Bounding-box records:
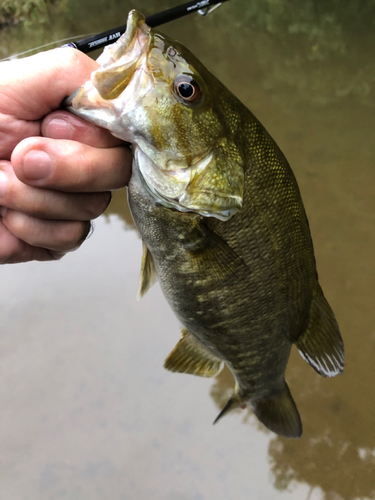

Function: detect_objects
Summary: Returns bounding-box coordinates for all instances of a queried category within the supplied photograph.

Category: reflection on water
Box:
[0,0,375,500]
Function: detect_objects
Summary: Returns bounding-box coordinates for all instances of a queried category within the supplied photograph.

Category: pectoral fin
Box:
[138,243,156,299]
[164,329,223,377]
[295,287,344,377]
[183,224,251,280]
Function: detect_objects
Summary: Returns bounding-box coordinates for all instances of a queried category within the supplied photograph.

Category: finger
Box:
[2,209,91,252]
[11,137,131,192]
[1,47,99,121]
[0,219,60,264]
[41,111,124,148]
[0,48,98,159]
[0,162,111,221]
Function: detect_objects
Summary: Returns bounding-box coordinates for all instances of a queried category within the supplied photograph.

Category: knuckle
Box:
[52,221,91,251]
[85,192,112,220]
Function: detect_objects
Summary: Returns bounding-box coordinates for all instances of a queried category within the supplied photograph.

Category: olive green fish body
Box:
[67,11,344,437]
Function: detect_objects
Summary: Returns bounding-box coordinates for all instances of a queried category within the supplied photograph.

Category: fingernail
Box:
[22,149,53,181]
[45,118,73,139]
[0,170,8,198]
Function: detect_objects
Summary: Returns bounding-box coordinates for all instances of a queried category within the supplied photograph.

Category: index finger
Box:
[0,47,98,121]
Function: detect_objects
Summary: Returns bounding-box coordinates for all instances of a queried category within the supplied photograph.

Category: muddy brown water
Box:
[0,0,375,500]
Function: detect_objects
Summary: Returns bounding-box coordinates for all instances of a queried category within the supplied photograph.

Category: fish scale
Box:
[67,11,344,437]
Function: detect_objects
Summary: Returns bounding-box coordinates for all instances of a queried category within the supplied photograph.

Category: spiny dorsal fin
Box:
[164,328,223,377]
[138,242,156,300]
[251,380,302,438]
[295,286,344,377]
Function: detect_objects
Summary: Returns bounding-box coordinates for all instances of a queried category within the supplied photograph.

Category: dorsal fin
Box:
[295,285,344,377]
[164,328,223,377]
[138,242,156,300]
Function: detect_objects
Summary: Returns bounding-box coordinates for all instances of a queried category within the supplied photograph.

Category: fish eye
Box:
[173,75,202,102]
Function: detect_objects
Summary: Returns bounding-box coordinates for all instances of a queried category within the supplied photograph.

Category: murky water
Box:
[0,0,375,500]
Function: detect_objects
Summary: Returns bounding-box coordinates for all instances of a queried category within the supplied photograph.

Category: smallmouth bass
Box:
[67,11,344,437]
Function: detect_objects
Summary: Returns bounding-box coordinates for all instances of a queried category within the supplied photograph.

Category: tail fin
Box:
[295,286,344,377]
[251,380,302,438]
[214,380,302,438]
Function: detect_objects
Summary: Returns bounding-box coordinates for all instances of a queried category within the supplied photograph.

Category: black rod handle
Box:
[63,0,228,54]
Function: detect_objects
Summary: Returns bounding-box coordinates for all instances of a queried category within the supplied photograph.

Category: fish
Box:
[65,10,344,438]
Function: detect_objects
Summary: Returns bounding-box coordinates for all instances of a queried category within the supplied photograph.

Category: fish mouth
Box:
[63,10,151,134]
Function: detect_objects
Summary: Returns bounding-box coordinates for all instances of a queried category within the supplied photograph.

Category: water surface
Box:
[0,0,375,500]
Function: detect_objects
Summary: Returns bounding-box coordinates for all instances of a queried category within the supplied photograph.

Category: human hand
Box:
[0,48,131,263]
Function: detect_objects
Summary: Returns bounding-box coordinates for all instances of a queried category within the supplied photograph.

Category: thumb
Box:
[0,47,98,120]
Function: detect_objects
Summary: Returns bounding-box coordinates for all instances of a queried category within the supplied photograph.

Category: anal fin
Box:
[164,329,223,377]
[138,242,156,299]
[295,287,344,377]
[251,380,302,438]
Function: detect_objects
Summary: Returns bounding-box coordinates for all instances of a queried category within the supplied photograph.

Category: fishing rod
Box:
[63,0,228,54]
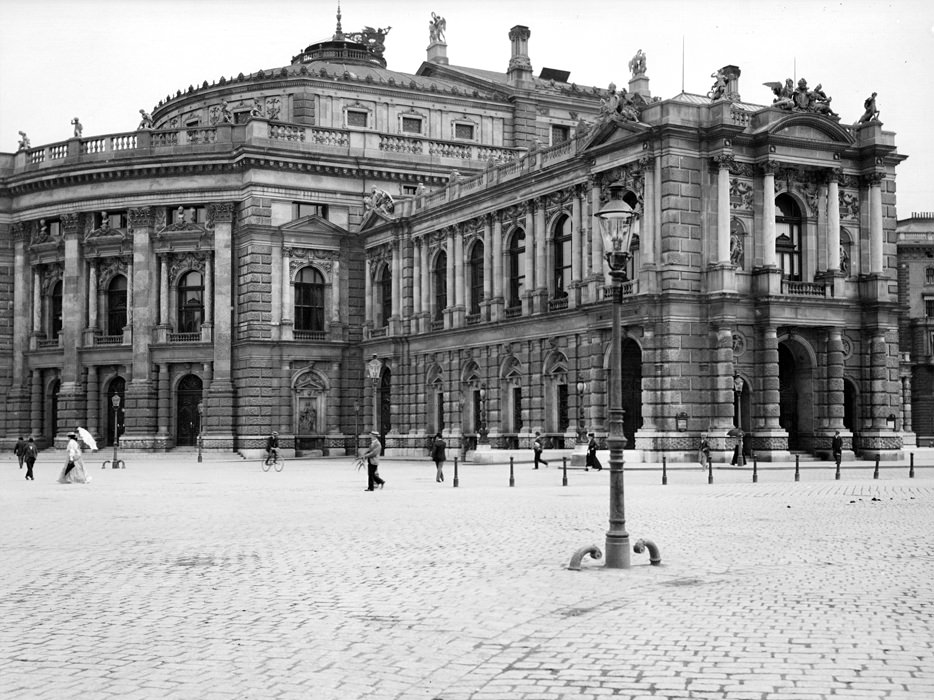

Exercise instructions:
Please report every line of the records above that contains the string "water", copying each one in full.

Output below:
Category: reflection on water
Category: muddy brown water
Category: murky water
Category: water surface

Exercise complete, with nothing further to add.